### Article
----
Tech Talk Videos from Google I/O
This year's
Tech Talk sessions at Google I/O cast light on a few key ingredients
necessary for developing great software and applications, including faster methods and
techniques, a re-envisioning of how to do things better, down to a robust architecture that is
designed to scale and sustain. At the same time, developers themselves need to successfully
manage the growth of new ideas in a collaborative environment, while remembering to put the
user and customer first.
----
### Listed records
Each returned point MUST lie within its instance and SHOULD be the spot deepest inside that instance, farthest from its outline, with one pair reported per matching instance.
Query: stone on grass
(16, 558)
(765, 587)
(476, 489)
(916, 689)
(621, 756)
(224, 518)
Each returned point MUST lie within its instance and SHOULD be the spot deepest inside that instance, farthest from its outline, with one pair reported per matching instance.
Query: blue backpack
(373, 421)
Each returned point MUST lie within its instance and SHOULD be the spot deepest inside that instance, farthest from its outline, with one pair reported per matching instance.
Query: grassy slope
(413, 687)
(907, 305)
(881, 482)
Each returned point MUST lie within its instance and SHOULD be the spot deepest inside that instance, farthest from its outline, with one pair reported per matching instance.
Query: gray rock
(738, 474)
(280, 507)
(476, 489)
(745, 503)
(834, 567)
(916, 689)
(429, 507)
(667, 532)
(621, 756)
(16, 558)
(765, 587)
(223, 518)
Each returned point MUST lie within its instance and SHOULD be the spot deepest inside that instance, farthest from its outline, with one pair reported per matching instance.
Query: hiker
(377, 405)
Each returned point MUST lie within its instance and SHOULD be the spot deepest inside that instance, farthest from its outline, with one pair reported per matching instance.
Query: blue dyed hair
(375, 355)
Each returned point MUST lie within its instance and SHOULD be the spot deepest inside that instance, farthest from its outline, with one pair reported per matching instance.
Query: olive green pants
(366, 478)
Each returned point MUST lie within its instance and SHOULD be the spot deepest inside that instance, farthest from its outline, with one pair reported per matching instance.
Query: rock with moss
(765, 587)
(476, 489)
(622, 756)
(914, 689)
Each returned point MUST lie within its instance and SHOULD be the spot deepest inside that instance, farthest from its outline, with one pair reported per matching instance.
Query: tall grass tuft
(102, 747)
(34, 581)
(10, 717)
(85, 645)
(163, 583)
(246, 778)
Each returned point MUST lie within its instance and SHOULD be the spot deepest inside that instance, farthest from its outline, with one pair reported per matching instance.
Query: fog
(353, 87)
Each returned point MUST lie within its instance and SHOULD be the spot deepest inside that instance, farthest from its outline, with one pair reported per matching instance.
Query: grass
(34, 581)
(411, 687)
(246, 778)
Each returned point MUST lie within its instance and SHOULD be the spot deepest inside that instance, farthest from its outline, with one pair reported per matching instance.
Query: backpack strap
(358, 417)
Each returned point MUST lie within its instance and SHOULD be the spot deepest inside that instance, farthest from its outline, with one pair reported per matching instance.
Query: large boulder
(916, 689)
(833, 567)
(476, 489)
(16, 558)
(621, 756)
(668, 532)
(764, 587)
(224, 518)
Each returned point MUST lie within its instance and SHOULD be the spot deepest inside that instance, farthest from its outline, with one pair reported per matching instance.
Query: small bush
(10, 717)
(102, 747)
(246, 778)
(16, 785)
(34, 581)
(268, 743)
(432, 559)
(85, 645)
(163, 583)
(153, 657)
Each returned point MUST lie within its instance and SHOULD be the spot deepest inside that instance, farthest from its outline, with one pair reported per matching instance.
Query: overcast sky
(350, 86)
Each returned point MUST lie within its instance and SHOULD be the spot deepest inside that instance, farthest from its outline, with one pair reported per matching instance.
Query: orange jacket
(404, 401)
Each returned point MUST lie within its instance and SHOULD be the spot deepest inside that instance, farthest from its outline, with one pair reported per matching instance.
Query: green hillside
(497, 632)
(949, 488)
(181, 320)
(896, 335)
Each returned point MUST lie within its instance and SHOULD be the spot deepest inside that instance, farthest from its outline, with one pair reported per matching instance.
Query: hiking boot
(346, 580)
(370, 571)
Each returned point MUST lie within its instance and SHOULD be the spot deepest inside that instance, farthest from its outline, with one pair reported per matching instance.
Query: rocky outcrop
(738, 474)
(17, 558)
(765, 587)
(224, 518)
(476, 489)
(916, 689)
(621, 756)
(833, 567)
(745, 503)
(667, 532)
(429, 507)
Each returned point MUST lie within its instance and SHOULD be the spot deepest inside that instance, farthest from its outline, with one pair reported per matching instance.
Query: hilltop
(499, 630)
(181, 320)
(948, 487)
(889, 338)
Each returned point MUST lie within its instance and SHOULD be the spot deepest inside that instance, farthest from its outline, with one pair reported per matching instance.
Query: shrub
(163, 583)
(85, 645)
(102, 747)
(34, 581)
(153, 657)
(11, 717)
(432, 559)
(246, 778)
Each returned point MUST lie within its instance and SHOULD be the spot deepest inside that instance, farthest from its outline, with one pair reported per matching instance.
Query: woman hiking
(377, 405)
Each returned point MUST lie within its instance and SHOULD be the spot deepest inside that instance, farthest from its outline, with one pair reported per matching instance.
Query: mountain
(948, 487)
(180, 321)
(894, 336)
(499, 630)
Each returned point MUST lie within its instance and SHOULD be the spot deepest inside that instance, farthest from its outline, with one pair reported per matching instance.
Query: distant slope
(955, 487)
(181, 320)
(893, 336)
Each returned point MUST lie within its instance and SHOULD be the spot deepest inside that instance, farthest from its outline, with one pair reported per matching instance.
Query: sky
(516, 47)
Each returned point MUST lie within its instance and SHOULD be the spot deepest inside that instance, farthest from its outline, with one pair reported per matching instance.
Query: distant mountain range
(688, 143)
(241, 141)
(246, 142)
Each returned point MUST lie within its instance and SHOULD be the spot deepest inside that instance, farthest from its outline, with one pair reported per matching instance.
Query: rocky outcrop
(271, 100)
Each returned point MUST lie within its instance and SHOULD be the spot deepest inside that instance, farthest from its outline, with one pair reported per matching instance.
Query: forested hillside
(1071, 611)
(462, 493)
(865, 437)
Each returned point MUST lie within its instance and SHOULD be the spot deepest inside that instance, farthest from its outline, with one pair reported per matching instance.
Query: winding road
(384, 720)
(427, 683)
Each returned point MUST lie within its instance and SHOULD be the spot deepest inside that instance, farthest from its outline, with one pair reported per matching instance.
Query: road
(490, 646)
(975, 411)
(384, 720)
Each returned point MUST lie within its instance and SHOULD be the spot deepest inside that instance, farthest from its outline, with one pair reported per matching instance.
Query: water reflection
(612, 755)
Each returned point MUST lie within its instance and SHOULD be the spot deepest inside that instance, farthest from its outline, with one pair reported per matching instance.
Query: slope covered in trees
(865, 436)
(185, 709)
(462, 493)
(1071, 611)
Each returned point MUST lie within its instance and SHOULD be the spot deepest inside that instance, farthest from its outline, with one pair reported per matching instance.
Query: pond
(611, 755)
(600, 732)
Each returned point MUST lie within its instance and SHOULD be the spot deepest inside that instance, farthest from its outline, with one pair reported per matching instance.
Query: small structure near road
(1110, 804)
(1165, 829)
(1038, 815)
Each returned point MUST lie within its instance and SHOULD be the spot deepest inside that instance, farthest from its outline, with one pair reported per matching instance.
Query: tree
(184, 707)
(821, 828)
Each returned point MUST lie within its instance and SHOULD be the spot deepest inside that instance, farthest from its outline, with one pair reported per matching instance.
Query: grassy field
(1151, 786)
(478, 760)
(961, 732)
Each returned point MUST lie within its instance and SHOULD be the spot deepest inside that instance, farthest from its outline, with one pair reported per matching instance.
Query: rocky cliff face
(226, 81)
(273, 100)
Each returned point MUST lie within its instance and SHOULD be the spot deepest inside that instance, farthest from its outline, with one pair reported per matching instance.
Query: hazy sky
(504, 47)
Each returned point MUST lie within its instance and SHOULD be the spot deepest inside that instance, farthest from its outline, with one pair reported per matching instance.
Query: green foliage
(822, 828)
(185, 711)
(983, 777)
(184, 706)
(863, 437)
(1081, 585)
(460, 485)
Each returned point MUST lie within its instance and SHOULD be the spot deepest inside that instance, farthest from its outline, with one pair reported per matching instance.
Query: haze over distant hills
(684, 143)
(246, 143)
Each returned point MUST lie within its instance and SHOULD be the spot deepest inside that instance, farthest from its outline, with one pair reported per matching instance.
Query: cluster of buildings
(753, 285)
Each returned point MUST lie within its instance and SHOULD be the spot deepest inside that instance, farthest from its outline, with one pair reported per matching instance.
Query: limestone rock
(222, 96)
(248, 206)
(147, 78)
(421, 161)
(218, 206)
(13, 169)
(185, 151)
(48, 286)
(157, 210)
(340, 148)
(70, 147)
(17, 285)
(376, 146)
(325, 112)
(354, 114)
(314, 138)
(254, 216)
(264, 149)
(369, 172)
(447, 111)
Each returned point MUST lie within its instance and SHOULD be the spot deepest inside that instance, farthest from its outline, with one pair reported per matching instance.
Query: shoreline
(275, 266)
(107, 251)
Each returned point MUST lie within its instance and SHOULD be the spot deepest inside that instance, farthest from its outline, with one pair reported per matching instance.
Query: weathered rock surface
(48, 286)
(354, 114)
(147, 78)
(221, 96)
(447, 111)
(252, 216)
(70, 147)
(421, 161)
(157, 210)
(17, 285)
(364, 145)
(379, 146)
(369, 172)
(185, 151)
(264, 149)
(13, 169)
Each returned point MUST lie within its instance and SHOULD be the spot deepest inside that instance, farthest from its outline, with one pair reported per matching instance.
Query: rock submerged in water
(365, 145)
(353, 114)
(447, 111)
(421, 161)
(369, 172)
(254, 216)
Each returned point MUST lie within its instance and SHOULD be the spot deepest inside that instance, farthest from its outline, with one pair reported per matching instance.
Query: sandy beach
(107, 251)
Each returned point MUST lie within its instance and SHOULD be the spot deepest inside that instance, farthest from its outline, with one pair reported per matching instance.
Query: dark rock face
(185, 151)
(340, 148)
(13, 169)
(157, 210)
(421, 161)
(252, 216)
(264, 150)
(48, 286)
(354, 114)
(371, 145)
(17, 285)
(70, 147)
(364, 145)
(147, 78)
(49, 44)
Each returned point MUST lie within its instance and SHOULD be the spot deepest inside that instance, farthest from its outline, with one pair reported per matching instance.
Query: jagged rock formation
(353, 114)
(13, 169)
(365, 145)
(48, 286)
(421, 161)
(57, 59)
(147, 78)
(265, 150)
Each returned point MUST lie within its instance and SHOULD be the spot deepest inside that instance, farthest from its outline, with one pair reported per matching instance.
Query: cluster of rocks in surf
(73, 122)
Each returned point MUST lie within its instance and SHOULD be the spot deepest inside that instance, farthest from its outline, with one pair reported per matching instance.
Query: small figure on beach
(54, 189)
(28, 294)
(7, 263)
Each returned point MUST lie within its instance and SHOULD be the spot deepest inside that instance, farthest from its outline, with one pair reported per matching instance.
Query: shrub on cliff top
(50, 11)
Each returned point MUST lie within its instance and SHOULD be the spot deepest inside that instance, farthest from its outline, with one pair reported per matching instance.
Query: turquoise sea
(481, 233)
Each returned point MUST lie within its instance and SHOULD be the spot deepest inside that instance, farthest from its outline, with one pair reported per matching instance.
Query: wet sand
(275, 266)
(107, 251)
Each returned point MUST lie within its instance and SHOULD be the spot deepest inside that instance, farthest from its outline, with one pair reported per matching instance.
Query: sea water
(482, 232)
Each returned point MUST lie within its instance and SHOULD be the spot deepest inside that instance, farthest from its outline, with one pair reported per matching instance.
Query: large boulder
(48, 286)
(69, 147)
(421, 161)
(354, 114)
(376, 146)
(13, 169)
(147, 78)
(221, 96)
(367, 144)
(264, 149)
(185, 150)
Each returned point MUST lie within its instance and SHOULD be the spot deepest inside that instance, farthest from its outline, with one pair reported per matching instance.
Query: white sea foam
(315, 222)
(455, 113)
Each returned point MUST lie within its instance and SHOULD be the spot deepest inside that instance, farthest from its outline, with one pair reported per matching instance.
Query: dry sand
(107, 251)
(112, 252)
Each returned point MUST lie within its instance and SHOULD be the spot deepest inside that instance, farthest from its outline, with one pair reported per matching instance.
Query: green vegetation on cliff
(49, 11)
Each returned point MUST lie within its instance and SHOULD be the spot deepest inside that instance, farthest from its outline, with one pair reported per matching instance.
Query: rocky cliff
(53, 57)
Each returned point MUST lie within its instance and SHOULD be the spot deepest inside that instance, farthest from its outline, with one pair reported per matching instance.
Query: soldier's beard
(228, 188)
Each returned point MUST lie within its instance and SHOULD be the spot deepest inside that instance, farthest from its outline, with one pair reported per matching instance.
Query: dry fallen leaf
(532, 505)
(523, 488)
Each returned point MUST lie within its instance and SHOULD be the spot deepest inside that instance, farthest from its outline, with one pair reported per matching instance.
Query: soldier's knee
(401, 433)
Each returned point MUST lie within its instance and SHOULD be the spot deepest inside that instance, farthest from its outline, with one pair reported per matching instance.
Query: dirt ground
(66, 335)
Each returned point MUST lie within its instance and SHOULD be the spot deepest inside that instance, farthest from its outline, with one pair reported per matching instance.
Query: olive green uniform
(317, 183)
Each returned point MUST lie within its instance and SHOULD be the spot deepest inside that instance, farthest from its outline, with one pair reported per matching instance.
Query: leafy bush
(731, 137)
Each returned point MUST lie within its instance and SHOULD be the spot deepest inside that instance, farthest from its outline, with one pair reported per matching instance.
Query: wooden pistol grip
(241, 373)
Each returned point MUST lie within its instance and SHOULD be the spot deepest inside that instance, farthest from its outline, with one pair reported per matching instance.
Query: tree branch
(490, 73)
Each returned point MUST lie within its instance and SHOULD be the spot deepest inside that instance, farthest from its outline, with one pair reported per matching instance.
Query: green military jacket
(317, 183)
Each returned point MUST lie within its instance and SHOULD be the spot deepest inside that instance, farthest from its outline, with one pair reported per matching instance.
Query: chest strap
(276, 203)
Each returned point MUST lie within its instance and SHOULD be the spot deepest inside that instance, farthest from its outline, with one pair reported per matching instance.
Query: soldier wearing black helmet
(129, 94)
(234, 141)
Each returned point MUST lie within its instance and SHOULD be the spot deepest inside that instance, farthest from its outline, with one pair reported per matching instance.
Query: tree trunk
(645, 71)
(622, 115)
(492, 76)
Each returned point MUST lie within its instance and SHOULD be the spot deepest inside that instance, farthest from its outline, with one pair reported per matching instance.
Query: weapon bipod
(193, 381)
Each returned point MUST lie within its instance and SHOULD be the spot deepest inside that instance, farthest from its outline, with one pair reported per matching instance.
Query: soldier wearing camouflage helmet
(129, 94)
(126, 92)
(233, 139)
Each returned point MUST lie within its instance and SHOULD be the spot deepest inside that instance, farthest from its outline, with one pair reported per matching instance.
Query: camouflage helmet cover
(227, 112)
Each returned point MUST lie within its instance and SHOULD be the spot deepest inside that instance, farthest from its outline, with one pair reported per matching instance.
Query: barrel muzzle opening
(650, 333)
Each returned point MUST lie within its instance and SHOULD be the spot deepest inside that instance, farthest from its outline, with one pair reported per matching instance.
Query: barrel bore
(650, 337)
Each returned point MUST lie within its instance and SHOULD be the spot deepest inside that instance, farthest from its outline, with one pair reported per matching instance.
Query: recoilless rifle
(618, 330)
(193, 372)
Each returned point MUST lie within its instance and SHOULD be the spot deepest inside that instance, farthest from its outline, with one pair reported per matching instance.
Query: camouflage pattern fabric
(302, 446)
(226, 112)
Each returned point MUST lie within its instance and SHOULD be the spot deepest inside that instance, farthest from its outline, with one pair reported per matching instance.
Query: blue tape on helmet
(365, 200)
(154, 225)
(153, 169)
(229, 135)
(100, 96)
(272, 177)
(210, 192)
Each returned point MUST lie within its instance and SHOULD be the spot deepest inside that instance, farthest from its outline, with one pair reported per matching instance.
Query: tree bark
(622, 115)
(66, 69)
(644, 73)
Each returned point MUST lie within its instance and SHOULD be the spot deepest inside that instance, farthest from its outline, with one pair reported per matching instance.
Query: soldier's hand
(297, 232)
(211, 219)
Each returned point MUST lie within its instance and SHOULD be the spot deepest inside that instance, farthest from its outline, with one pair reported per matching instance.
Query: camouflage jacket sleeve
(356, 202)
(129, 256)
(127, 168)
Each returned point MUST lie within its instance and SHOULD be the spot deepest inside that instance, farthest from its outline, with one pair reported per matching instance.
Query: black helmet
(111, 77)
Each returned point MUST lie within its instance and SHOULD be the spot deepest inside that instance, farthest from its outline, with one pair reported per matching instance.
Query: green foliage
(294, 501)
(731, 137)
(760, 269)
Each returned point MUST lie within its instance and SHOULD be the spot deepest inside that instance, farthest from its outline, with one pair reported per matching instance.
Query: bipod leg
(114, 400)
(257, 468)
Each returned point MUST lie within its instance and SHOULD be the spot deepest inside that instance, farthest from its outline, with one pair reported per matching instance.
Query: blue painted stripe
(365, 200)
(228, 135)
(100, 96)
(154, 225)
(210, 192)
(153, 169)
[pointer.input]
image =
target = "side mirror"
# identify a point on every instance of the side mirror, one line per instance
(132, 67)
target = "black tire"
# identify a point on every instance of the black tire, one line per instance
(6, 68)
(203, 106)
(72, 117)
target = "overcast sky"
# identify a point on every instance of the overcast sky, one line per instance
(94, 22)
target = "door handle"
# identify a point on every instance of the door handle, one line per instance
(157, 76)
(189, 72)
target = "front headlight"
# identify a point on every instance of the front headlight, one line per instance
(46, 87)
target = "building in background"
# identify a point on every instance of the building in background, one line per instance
----
### Exercise tasks
- A) Reproduce the passage on Google I/O Tech Talk videos word for word between "Tech Talk Videos" and "and customer first.", inclusive.
- B) In the passage on Google I/O Tech Talk videos, whom must developers remember to put first?
- C) Extend the passage on Google I/O Tech Talk videos beyond its final sentence.

### Exercise answers
- A)
Tech Talk Videos from Google I/O
This year's
Tech Talk sessions at Google I/O cast light on a few key ingredients
necessary for developing great software and applications, including faster methods and
techniques, a re-envisioning of how to do things better, down to a robust architecture that is
designed to scale and sustain. At the same time, developers themselves need to successfully
manage the growth of new ideas in a collaborative environment, while remembering to put the
user and customer first.

- B) The user and customer.

- C)
Kicking off Tech Talks at Google I/O this
year, Steve Souders challenged developers to
build faster, high-performing
websites and presented a few best practices and tactics to these ends. Dhanji
Prasanna and Jesse Wilson
revealed the fast, lightweight Guice
framework and how it is used at Google to power some of the largest and most complex
applications in the world. Dion Almaer and Ben Galbraith walked the audience through the
Bespin project at Mozilla Labs in their
session, expanding on the project's core motivation to
re-envision how we develop software and to provide pointers on what it takes to build bleeding
edge applications for today's browsers. Jacob Lee
unveiled the architecture behind
Mercurial on BigTable, a new
version-control component of
Project Hosting on Google Code that was
built to host hundreds of thousands of open source projects.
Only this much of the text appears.